● **Problem to solve**
All of the records below must be output exactly, with no pictures carried over.

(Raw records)

■ ■ ■ ■

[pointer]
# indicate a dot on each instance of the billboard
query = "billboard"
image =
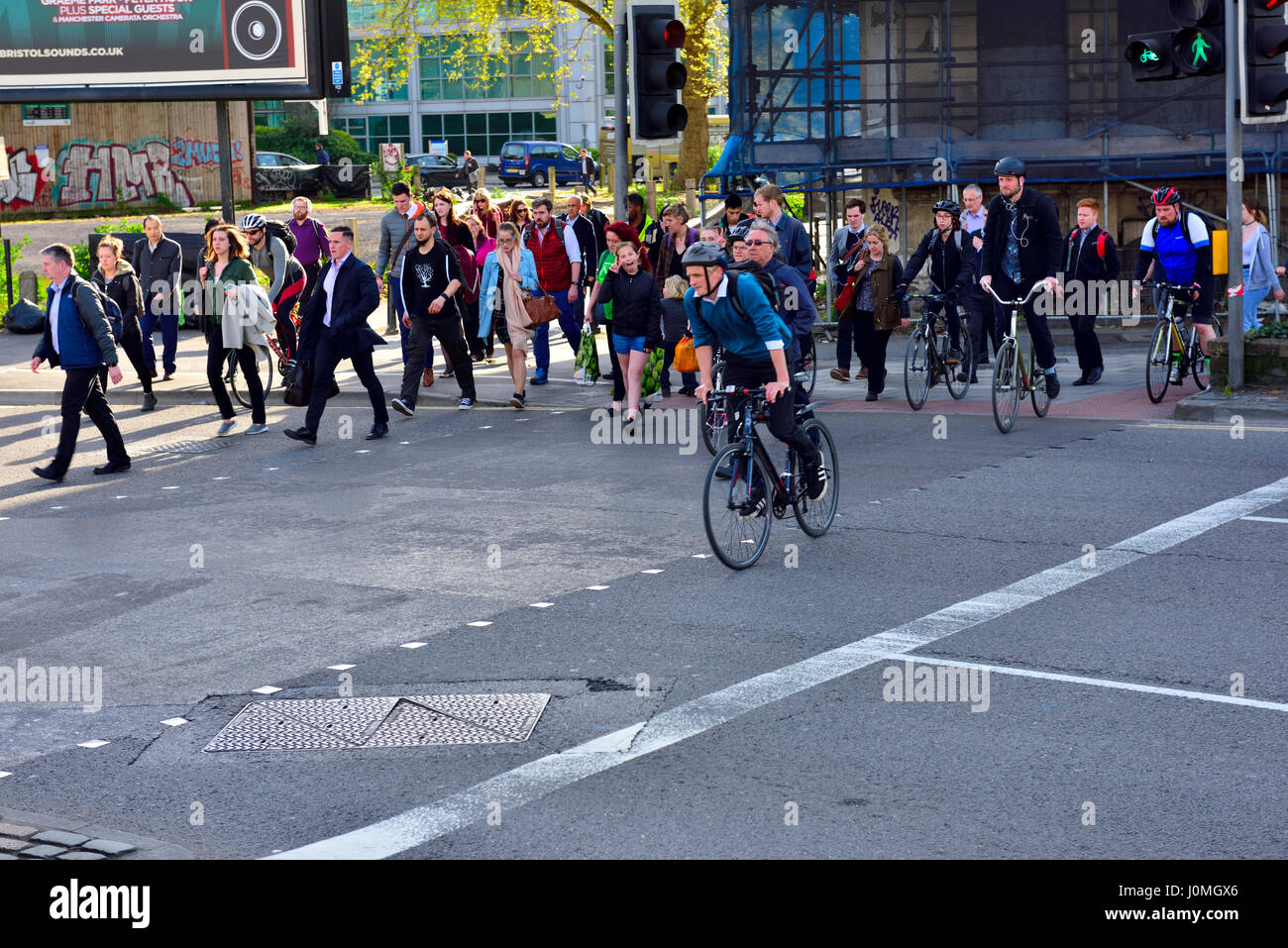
(180, 50)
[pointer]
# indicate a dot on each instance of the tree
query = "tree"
(482, 48)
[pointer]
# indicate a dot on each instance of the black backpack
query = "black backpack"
(282, 232)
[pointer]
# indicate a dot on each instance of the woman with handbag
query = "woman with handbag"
(116, 278)
(636, 321)
(875, 316)
(509, 278)
(228, 292)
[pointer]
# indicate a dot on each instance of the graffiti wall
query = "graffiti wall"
(71, 167)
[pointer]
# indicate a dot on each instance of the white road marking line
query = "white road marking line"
(554, 772)
(1095, 682)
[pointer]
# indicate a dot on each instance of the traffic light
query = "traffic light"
(657, 75)
(1265, 55)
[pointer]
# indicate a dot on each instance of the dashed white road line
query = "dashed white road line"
(545, 776)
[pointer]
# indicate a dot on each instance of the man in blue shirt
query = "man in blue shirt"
(77, 338)
(754, 340)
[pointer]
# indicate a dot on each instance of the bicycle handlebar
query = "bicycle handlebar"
(1033, 290)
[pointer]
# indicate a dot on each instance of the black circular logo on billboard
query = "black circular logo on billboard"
(257, 30)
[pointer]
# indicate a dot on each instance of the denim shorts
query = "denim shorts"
(625, 344)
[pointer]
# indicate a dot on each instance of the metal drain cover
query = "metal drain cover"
(416, 720)
(185, 447)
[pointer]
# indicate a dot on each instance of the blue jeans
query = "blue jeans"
(403, 333)
(567, 322)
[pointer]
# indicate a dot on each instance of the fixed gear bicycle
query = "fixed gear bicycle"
(735, 511)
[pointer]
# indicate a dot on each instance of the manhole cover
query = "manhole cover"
(184, 447)
(417, 720)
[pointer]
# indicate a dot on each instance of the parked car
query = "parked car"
(437, 170)
(535, 161)
(278, 159)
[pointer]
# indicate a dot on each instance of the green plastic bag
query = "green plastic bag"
(653, 372)
(588, 357)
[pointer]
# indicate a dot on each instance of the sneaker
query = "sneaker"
(815, 480)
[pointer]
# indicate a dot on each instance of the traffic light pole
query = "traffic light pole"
(1234, 191)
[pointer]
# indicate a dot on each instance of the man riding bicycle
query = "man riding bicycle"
(1179, 248)
(271, 258)
(735, 316)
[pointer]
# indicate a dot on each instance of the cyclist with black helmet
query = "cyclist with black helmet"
(734, 314)
(1179, 247)
(951, 268)
(271, 258)
(1022, 245)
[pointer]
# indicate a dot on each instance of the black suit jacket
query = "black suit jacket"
(356, 295)
(1085, 263)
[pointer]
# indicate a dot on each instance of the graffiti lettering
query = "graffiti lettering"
(887, 213)
(101, 174)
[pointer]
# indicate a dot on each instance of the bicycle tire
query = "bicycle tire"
(1006, 386)
(266, 377)
(737, 543)
(1158, 361)
(1201, 365)
(815, 517)
(915, 369)
(958, 389)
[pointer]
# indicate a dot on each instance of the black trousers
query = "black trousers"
(871, 344)
(217, 357)
(782, 414)
(449, 331)
(81, 391)
(325, 361)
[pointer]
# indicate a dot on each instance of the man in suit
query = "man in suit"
(77, 338)
(159, 261)
(335, 327)
(1090, 258)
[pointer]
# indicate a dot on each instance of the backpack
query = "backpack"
(1100, 240)
(282, 232)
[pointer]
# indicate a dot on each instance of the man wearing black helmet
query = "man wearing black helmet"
(1022, 245)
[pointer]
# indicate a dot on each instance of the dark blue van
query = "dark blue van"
(535, 161)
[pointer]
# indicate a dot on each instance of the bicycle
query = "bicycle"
(737, 528)
(1012, 377)
(925, 363)
(1172, 347)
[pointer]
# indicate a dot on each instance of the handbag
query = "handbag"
(540, 309)
(686, 359)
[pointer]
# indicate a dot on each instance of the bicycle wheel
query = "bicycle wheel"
(1158, 363)
(1006, 386)
(735, 533)
(809, 364)
(715, 421)
(815, 517)
(1038, 393)
(1201, 364)
(915, 369)
(263, 365)
(958, 389)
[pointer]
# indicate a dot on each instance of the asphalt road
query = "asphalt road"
(198, 578)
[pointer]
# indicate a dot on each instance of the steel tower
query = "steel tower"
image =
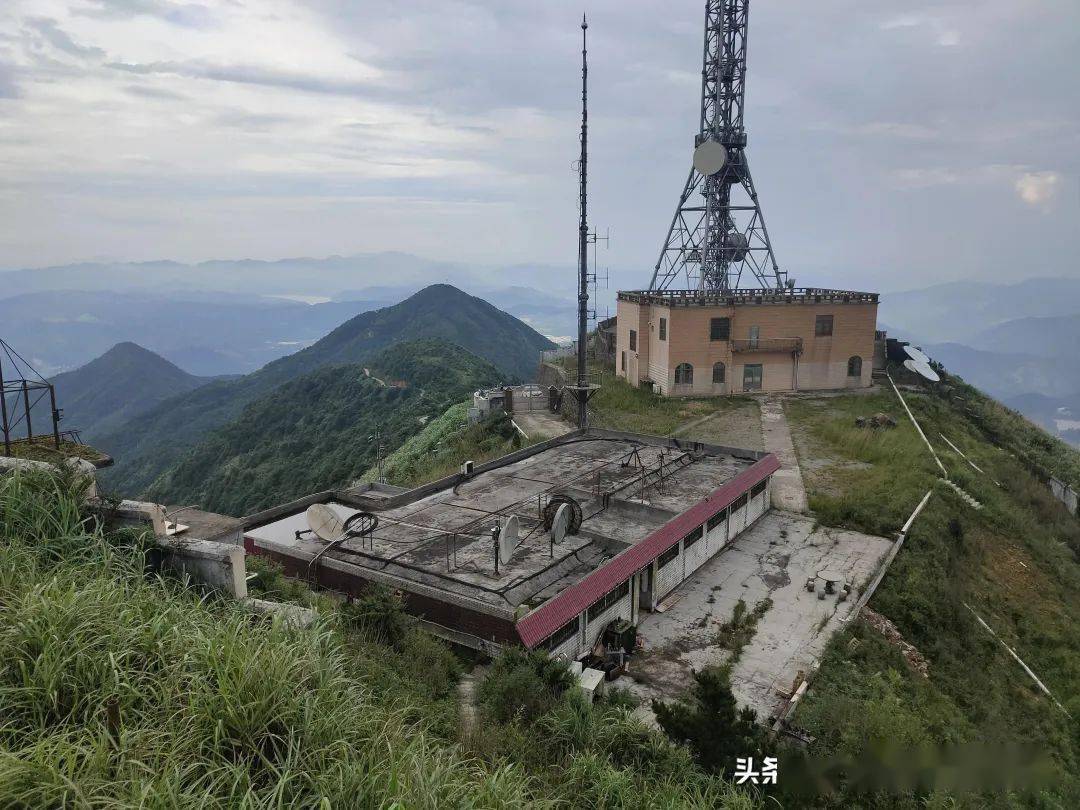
(718, 233)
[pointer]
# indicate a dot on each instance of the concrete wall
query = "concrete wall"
(823, 364)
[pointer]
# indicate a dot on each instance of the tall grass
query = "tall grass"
(121, 691)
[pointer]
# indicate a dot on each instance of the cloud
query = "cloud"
(1038, 189)
(61, 40)
(193, 15)
(250, 75)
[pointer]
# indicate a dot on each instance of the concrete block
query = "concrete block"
(217, 565)
(293, 616)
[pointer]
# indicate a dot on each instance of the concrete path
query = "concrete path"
(788, 493)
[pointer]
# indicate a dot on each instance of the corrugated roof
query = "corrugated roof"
(557, 611)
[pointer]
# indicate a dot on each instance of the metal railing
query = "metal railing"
(768, 345)
(730, 297)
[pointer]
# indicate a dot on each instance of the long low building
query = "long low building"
(700, 342)
(646, 513)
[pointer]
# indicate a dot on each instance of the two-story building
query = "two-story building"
(702, 342)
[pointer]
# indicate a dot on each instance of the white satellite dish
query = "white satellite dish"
(561, 524)
(710, 157)
(917, 355)
(509, 539)
(324, 522)
(922, 369)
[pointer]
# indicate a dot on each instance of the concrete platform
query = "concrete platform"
(770, 561)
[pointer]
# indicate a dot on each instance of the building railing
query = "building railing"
(788, 346)
(731, 297)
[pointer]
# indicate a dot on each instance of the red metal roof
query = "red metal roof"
(557, 611)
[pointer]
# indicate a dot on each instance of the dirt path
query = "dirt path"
(788, 491)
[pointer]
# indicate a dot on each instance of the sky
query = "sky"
(893, 145)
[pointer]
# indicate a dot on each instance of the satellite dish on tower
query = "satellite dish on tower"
(561, 524)
(509, 538)
(710, 157)
(922, 369)
(324, 522)
(917, 355)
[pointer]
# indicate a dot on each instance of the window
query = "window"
(608, 601)
(752, 377)
(719, 328)
(564, 634)
(717, 520)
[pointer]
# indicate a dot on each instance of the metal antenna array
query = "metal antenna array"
(717, 237)
(582, 391)
(22, 388)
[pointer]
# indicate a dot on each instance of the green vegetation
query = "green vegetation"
(1014, 562)
(444, 443)
(620, 406)
(121, 690)
(710, 721)
(43, 448)
(125, 381)
(315, 432)
(150, 444)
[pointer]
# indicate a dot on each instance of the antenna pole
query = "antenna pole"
(583, 234)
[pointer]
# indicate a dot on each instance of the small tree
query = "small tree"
(710, 723)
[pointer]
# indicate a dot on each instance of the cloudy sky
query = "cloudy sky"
(893, 144)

■ ■ ■ ■

● **Final result**
[pointer]
# indicate a dot on each instance of the billboard
query = "billboard"
image =
(180, 50)
[pointer]
# indicate a dot on each instance of the tree
query = "tree"
(482, 48)
[pointer]
# indicate a dot on each instance of the black backpack
query = "black backpack"
(282, 232)
[pointer]
# indicate a dot on each instance of the woman with handbag
query = "woman with handbag"
(116, 278)
(636, 321)
(875, 316)
(509, 278)
(228, 292)
[pointer]
# indicate a dot on each instance of the graffiti wall
query = "graffiti wall"
(71, 167)
[pointer]
# indicate a dot on each instance of the white road marking line
query = "white road marking line"
(554, 772)
(1095, 682)
[pointer]
# indicate a dot on each instance of the traffic light
query = "traffic light"
(657, 75)
(1265, 55)
[pointer]
# indicate a dot on each instance of the dashed white road line
query = "dashed white road line"
(545, 776)
[pointer]
# indicate a dot on each instance of the man in blue shirt
query = "man in blue shirt"
(77, 338)
(754, 340)
[pointer]
# indicate a dot on each instance of the bicycle handlebar
query = "bicycle handlebar"
(1033, 290)
[pointer]
# indicate a dot on each instance of the black circular logo on billboard
query = "black circular logo on billboard"
(257, 30)
[pointer]
# indicate a dot on each instance of the denim shorts
query = "denim shorts"
(625, 344)
[pointer]
# indicate a dot on each instance of the metal drain cover
query = "metal drain cover"
(416, 720)
(185, 447)
[pointer]
# indicate a dot on each instance of the blue jeans
query = "blue jeans"
(403, 333)
(567, 322)
[pointer]
# indicate a dot on each instance of the fixed gear bicycle
query = "fixed gear bicycle"
(735, 511)
[pointer]
# indicate a dot on each instance of the manhole cover
query = "manhole cover"
(184, 447)
(417, 720)
[pointer]
# indicate a dot on each instance of the parked car
query = "parked car"
(437, 170)
(535, 161)
(278, 159)
[pointer]
# indicate a dot on each instance of the green plastic bag
query = "green plastic bag"
(653, 372)
(588, 357)
[pointer]
# indicate a dot on each instance of the sneaker
query = "sneaker"
(815, 480)
[pointer]
# indicate a dot on each instance of the traffic light pole
query = "traffic light pole"
(1234, 191)
[pointer]
# indicate a dot on each instance of the man riding bicycle
query = "man riding bicycle"
(1179, 248)
(271, 258)
(735, 316)
[pointer]
# indicate a dot on each instance of the cyclist with black helmet
query = "cyclist with black helmet"
(734, 314)
(1179, 247)
(951, 268)
(271, 258)
(1022, 245)
[pointer]
# indicate a dot on each instance of the black suit jacket
query = "black suit jacket"
(356, 295)
(1085, 263)
[pointer]
# indicate a dot on each instance of the graffiti lettering
query = "graffiti lettering"
(887, 213)
(101, 174)
[pointer]
# indicate a dot on each instance of the bicycle tire
query = "bicycle tire"
(1006, 386)
(266, 377)
(737, 543)
(1158, 361)
(1201, 365)
(815, 517)
(915, 369)
(958, 389)
[pointer]
# indicate a dot on each instance of the black trousers
query = "black trousers"
(871, 344)
(217, 357)
(782, 414)
(449, 331)
(81, 391)
(325, 361)
[pointer]
# indicate a dot on each instance of the man in suit
query = "man in suit"
(77, 338)
(159, 261)
(335, 327)
(1090, 258)
[pointer]
# indicate a dot on each instance of the backpack
query = "backpack"
(1100, 240)
(282, 232)
[pointer]
# indicate a dot on each instance of the man wearing black helmet
query = "man wearing black helmet"
(1022, 245)
[pointer]
# indicate a dot on each instance of the dark blue van
query = "dark blue van"
(535, 161)
[pointer]
# indicate a dot on each instance of the bicycle
query = "bicycle"
(737, 528)
(1012, 377)
(925, 363)
(1172, 347)
[pointer]
# indicate a dot on each instance of the handbag
query = "handbag"
(540, 309)
(686, 359)
[pointer]
# indicate a dot on each instance of the bicycle wheel
query = "bicycle wheel"
(1158, 363)
(1006, 386)
(735, 533)
(809, 364)
(715, 421)
(815, 517)
(1038, 393)
(1201, 364)
(915, 369)
(263, 365)
(958, 389)
[pointer]
# indicate a dot on each instance of the asphalt road
query = "asphalt road"
(198, 578)
[pointer]
# indicate a dot on each instance of the steel tower
query = "steel tower"
image =
(718, 233)
[pointer]
# indicate a dot on each instance of the concrete wall
query = "concrete wall"
(823, 364)
[pointer]
# indicate a dot on each instance of the tall grass
query = "tall grass"
(121, 691)
[pointer]
# indicate a dot on each instance of the cloud
query = "cloud"
(1038, 189)
(61, 40)
(193, 15)
(250, 75)
[pointer]
# indicate a dot on each instance of the concrete block
query = "concrete block"
(217, 565)
(293, 616)
[pointer]
# indicate a dot on each instance of the concrete path
query = "concrete path"
(788, 493)
[pointer]
# indicate a dot on each instance of the corrugated roof
query = "corrugated roof"
(557, 611)
[pointer]
# indicate a dot on each instance of the metal railing
query = "metal railing"
(768, 345)
(730, 297)
[pointer]
# indicate a dot on each instance of the long low building
query = "long low building"
(700, 342)
(646, 513)
[pointer]
# indicate a dot on each instance of the two-story building
query = "two-story building"
(702, 342)
[pointer]
# indicate a dot on each instance of the white satellite dish
query = "white satellite dish"
(561, 524)
(710, 157)
(917, 355)
(509, 539)
(324, 522)
(922, 369)
[pointer]
# indicate a dot on each instance of the concrete platform
query = "concrete platform"
(770, 561)
[pointer]
# indicate a dot on each instance of the building railing
query = "building railing"
(788, 346)
(731, 297)
[pointer]
# indicate a dot on each instance of the red metal roof
query = "red metal roof"
(557, 611)
[pointer]
# indicate a dot on each instance of the dirt path
query = "dirt path"
(788, 491)
[pointer]
# indicate a dot on each instance of the sky
query = "sky"
(893, 145)
[pointer]
# indicate a dot on each instance of the satellite dish on tower
query = "satellite dish on tower"
(561, 524)
(509, 538)
(710, 157)
(922, 369)
(324, 522)
(917, 355)
[pointer]
# indicate a dot on each instance of the window
query = "window"
(608, 601)
(752, 377)
(719, 328)
(564, 634)
(717, 520)
[pointer]
# indicate a dot on each instance of the metal antenna array
query = "metal antenna array"
(717, 237)
(582, 391)
(22, 388)
[pointer]
# indicate a dot on each instance of the green vegetation
query = "green vegetation"
(1014, 562)
(444, 443)
(620, 406)
(121, 690)
(710, 721)
(43, 448)
(125, 381)
(315, 432)
(150, 444)
[pointer]
# indicate a dot on each instance of the antenna pole
query = "antenna pole"
(583, 234)
[pointer]
# indicate a dot on each instance of the small tree
query = "small tree"
(710, 723)
[pointer]
# indicate a dot on each instance of the cloudy sky
query = "cloudy sky"
(893, 144)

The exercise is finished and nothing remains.